What is needed:
Write out, exactly and in full, the records given below, but not their pictures.

(Available data begins)

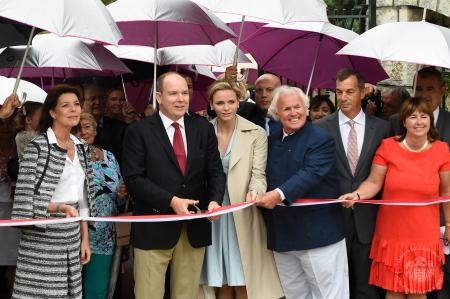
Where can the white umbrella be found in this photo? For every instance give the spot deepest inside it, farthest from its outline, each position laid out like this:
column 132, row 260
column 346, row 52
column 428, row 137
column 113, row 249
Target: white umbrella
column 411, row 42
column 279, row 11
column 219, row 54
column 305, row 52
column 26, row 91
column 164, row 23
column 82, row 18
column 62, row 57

(Available data ends)

Result:
Where can the white umbrella be found in this photo? For every instance give the spot deepest inside it, farthest from its outline, each position laid out like this:
column 132, row 260
column 346, row 52
column 428, row 137
column 113, row 249
Target: white umbrella
column 411, row 42
column 279, row 11
column 219, row 54
column 305, row 52
column 26, row 91
column 164, row 23
column 82, row 18
column 62, row 57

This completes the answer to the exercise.